***** Passage given

Harvesting and Storage

Harvest of early-planted camelina typically occurs in July. Camelina can be harvested with unmodified combines and may be direct combined standing or swathed. Generally, growers should expect to take the crop standing. The crop ripens within a few days. Barring high wind damage, the crop can be left to stand until pods are a straw to tan color. This occurs within days of the first yellow coloration of pods in the field. Seeds ripen quickly during color change. Swathing is recommended if lodging occurs or there is a significant amount of green weed material in the field. Swathing should be started when about two-thirds of the pods turn from green to yellow. Mature pods are dark tan or brown. Unlike many Brassicas, camelina pods hold their seeds tightly, and seed shattering is not generally a problem.

Green weeds present at harvest may require a harvest-aid desiccation application for direct combining. Combine settings similar to those used for canola or alfalfa seed work well with camelina; however, combine fan speed may need to be reduced to minimize seed losses. Camelina is a remarkably adaptable crop, and pods are located in the upper half of the canopy, making combining easier. If direct cutting, reel speed should match ground speed. Keep ground speed slow enough to prevent throwing camelina seed over the back of the combine head. Header height can be set fairly high to minimize green material moving through the combine. In one trial, header losses of about 3 pounds per acre (or about 27 seeds per square foot) were observed.

Seed on the soil surface lost during harvest typically germinate with the first rain. With seed able to germinate almost immediately, at least one grower has taken advantage of this and actually produced and harvested a second ("double") crop. Otherwise, volunteer camelina can be handled by fall weed control or by leaving it in the field, where it will winter kill. In mild winters, spring camelina can survive and be controlled easily in the crop that follows. Camelina straw is tough and should be minimized during harvest. Some sources recommend that a 9/64 screen be installed over the lower sieves to allow seed separation from seed capsules. However, we have had good success even with deep-toothed (corn-soybean) sieves closed down. Attempts to manipulate air by cutting flow to a minimum have been effective. This technique leaves a very high residue of inert materials in the bin. Growers should try to keep inert materials to less than 5-8 percent. Further cleaning is generally recommended before crushing to prevent damage to the presses.

**********

Copy the passage on harvesting camelina starting at "Harvesting and Storage" and ending at "generally a problem.", replacing "Swathing" with "Windrowing". Rely on the passage on harvesting camelina and nothing else.

***** Dataset extract

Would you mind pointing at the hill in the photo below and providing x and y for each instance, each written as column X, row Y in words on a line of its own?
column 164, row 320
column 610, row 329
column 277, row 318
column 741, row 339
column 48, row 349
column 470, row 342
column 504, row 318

**********
***** Dataset extract

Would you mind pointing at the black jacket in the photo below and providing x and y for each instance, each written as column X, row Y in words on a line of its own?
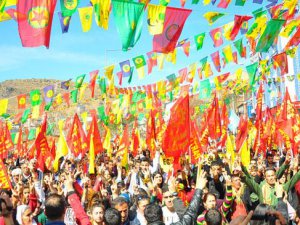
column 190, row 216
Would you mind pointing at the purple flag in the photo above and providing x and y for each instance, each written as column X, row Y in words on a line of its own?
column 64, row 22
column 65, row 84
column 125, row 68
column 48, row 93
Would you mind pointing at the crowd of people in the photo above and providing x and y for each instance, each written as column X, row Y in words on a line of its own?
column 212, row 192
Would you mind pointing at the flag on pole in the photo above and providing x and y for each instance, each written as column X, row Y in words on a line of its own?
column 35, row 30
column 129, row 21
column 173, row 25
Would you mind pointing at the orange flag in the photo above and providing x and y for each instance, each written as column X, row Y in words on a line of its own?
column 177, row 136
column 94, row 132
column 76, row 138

**********

## Result of this exercise
Harvesting and Storage

Harvest of early-planted camelina typically occurs in July. Camelina can be harvested with unmodified combines and may be direct combined standing or swathed. Generally, growers should expect to take the crop standing. The crop ripens within a few days. Barring high wind damage, the crop can be left to stand until pods are a straw to tan color. This occurs within days of the first yellow coloration of pods in the field. Seeds ripen quickly during color change. Windrowing is recommended if lodging occurs or there is a significant amount of green weed material in the field. Windrowing should be started when about two-thirds of the pods turn from green to yellow. Mature pods are dark tan or brown. Unlike many Brassicas, camelina pods hold their seeds tightly, and seed shattering is not generally a problem.